DESCRIPTION OF THE TASK: Copy the rows below word for word, beginning at the line that contains "y=306, one point per instance." and continuing through the final line of the rows.

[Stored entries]
** start **

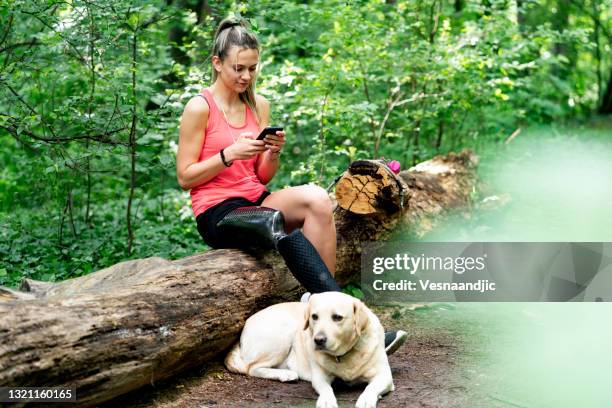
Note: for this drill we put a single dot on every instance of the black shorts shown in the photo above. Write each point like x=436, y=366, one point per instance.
x=207, y=221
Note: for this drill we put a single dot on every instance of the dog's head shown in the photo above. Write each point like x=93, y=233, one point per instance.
x=335, y=321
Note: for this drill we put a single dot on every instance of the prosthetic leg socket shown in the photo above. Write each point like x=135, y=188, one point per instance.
x=265, y=227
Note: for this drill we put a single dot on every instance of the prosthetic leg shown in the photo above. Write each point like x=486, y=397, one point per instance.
x=265, y=227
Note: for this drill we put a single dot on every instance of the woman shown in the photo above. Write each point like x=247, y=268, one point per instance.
x=226, y=169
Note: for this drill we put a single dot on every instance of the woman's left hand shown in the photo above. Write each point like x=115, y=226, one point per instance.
x=274, y=143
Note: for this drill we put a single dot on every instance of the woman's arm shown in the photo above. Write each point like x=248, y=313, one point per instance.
x=189, y=171
x=268, y=162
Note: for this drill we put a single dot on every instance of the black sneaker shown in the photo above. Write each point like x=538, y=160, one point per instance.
x=394, y=340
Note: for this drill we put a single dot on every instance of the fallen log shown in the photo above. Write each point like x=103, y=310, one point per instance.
x=142, y=321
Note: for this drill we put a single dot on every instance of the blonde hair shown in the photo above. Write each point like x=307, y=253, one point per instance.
x=233, y=31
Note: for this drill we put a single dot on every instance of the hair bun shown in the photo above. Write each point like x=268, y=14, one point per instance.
x=232, y=22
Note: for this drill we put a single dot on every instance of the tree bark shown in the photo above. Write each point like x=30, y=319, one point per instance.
x=142, y=321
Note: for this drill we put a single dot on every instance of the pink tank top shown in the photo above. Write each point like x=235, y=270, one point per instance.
x=238, y=180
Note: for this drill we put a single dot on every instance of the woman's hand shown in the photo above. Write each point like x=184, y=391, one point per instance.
x=274, y=143
x=244, y=148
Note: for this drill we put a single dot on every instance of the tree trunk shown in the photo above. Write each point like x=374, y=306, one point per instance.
x=142, y=321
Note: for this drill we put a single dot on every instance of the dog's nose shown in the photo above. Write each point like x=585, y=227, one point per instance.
x=320, y=340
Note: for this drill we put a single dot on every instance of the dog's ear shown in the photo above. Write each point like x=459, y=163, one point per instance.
x=307, y=316
x=361, y=316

** end **

TASK RESULT:
Note: for this drill we put a single dot on every instance of the tree trunk shown in the photo above. Write each point like x=374, y=306, one point per instance.
x=142, y=321
Note: for this drill we put a single dot on every instance of the dog's nose shown in the photo above. Write each point like x=585, y=227, one point per instance.
x=320, y=340
Note: for this drill we put a single dot on every instance of the dog's ear shown in the photo above. Write each point like x=459, y=163, one point per instance.
x=307, y=316
x=361, y=316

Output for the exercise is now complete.